**EXERCISE GOAL**. From first line to last, print the records exactly, but leave out the pictures.
****************************************
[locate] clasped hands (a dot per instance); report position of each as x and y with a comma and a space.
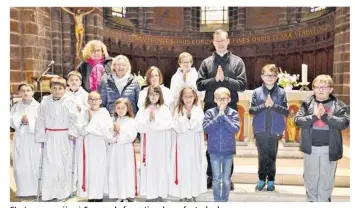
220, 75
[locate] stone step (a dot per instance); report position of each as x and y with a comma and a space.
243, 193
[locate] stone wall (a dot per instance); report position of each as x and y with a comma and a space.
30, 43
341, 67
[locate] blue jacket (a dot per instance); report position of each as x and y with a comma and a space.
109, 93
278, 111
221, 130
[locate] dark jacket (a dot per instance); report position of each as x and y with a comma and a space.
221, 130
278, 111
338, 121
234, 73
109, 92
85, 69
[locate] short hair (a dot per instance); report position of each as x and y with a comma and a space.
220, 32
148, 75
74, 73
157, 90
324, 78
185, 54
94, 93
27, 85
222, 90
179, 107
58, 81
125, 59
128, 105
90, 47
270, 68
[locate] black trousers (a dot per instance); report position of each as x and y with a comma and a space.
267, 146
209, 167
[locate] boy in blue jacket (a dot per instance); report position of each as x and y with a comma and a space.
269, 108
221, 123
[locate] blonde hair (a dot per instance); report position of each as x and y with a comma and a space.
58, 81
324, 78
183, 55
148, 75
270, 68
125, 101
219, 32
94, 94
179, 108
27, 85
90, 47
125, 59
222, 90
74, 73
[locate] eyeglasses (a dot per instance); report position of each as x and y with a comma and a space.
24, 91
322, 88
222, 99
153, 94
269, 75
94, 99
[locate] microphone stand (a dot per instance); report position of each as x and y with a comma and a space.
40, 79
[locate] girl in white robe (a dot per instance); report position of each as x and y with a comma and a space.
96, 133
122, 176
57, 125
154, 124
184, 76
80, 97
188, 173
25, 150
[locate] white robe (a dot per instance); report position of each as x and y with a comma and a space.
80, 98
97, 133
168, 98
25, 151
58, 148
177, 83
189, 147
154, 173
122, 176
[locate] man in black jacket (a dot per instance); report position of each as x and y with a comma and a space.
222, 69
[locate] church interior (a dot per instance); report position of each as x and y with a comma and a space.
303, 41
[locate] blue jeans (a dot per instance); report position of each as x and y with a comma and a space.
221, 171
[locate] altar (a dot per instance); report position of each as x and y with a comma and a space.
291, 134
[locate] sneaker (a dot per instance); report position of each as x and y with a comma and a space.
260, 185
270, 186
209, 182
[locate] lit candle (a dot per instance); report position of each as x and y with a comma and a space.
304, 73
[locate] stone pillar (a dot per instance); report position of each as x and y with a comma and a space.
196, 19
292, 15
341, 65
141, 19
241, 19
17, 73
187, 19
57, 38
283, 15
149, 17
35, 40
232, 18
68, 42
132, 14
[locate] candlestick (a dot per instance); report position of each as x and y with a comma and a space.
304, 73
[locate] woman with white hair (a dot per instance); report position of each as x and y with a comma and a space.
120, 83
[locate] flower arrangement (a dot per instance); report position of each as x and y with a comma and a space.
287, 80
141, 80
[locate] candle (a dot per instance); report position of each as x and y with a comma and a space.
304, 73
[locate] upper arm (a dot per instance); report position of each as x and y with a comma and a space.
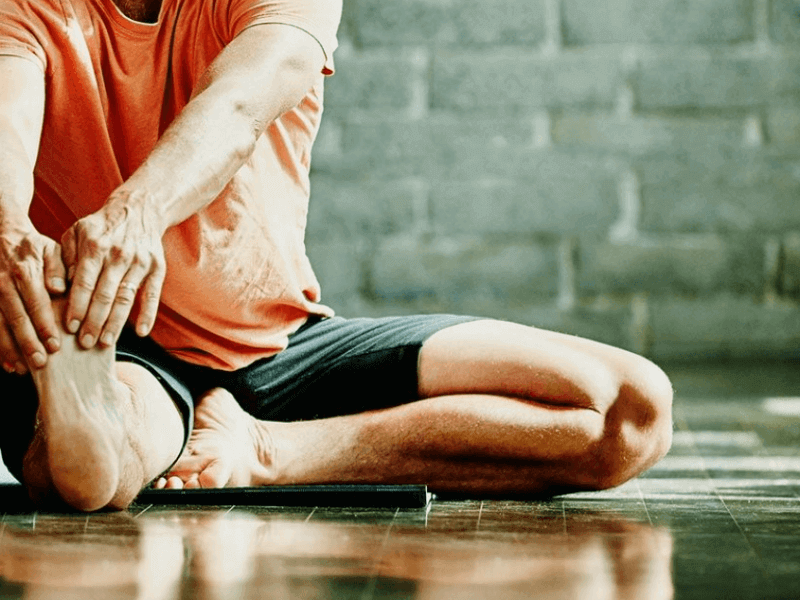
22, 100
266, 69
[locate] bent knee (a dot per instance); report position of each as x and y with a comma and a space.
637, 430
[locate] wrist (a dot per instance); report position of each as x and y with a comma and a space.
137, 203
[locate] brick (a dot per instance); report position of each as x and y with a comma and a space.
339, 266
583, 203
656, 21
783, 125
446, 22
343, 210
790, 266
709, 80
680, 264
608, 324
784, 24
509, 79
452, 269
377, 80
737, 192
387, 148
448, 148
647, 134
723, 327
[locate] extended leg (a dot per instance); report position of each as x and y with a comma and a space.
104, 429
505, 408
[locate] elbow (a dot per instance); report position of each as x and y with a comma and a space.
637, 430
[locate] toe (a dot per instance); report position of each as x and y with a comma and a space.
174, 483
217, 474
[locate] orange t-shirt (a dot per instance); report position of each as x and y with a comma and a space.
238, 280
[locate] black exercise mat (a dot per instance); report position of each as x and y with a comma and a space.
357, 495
****************************************
**REPLY TO THE EXERCISE**.
[locate] clasped hands (a dot per instance); report position of each as x and y with a comma and a space.
220, 75
[locate] stone step (a dot per instance); report position of each as x and y with a comma and a space.
243, 193
[locate] stone wall (a dot per instance); report position of each as x and y with a comma and a space.
30, 43
341, 67
[locate] blue jacket (a dot per instance); report position of each as x and y with a comma and a space.
109, 93
278, 111
221, 130
[locate] dark jacket (a dot per instance); report position of each as x and y with a comma and a space.
221, 130
278, 111
338, 121
234, 73
109, 92
85, 69
[locate] short hair (a dot per instance); report position of each as x and y with a comma and a space.
220, 32
148, 75
74, 73
157, 90
324, 78
185, 54
94, 93
27, 85
222, 90
179, 107
58, 81
125, 59
128, 105
90, 47
270, 68
[locate] black trousers (a dot per instance); report position of each as x and y with a comma and a space.
267, 146
209, 167
[locate] boy in blue jacket (a dot per instance); report position of each as x and y with a comma and a space.
269, 108
221, 123
[locate] blonde hair (a dot per instance); report position of each as x and y with a comma and a space.
58, 81
324, 78
183, 55
148, 75
270, 68
125, 101
219, 32
94, 94
179, 108
27, 85
90, 47
125, 59
222, 90
74, 73
[locate] eyeglasses (a dot per instance); report position of each as x and y with a comma and a space.
24, 91
322, 88
222, 99
153, 94
269, 75
94, 99
[locate] microphone stand (a dot per instance); report position of each as x and y with a comma and a space.
40, 79
[locate] girl in white robe (a dot per instance); report position of each as x and y with a comma and a space.
96, 133
122, 176
57, 125
154, 124
184, 76
80, 97
188, 173
25, 150
[locate] white robe (a dot per instance); report position of each as x and y with a comma and a space.
80, 98
97, 133
168, 98
25, 151
58, 148
177, 83
189, 147
154, 173
122, 176
[locate] man in black jacket (a dot per instance); report position of each as x and y with a comma and a space.
222, 69
[locate] church interior (a dot per instance); report position of each as x and y with a comma and a space.
303, 41
[locate] blue jeans (a dot per instance); report position of each as x and y with a comma and a space.
221, 171
[locate] altar (a dot per instance); report position of each as x and y with a comma and a space.
291, 134
[locate] sneaker (a dot per instance); report position of each as x and y with a comma and a space.
260, 185
270, 186
209, 182
[locate] lit candle (a dot per instance); report position of each as x and y with a comma and a space.
304, 73
[locate] stone pillar (a dot per instance); report position of each as x and y with a comma and a space.
196, 19
292, 15
341, 65
141, 19
241, 19
17, 73
187, 19
57, 38
283, 15
149, 17
35, 40
232, 18
68, 42
132, 14
[locate] candlestick (a dot per instance); report position of each as x and y with a comma and a space.
304, 73
[locate] woman with white hair (a dot per instance); report position of each as x and y with a comma and a space.
120, 83
[locate] flower arrangement (a dot per instance); report position of each as x and y with a comma and a space.
287, 80
141, 80
[locate] candle (a dot per instance); report position of each as x and y with a comma and a space.
304, 73
[locate] upper arm (a dot per instance); report position of each as x and y with a comma and a space.
22, 100
266, 69
[locate] bent knee (a dot per instance); report position of each as x and y with a comma and a space.
637, 430
[locate] wrist (a dot per instance); report position of each as x and y with a comma and a space.
137, 203
[locate] brick (a dot per instance); report position of each as x and y with a comma and a space.
339, 266
583, 203
656, 21
783, 125
446, 22
343, 210
790, 266
709, 80
680, 264
608, 324
784, 24
509, 79
452, 269
377, 80
737, 192
387, 148
448, 148
647, 134
723, 327
[locate] extended leg (a dot per instance); report position of each as x and y with a comma and a space.
104, 429
505, 408
[locate] elbow (a dot per instance); report position of each as x and y with a comma and a space.
637, 430
[locate] toe (a dot per instance); report position of each as x and y with a comma and a space.
174, 483
217, 474
[locate] orange t-shirt (a dot per instance); report position of each as x and y with a comma and a space.
238, 280
[locate] black exercise mat (a dot per instance); report position of each as x and y with a comma and a space.
357, 495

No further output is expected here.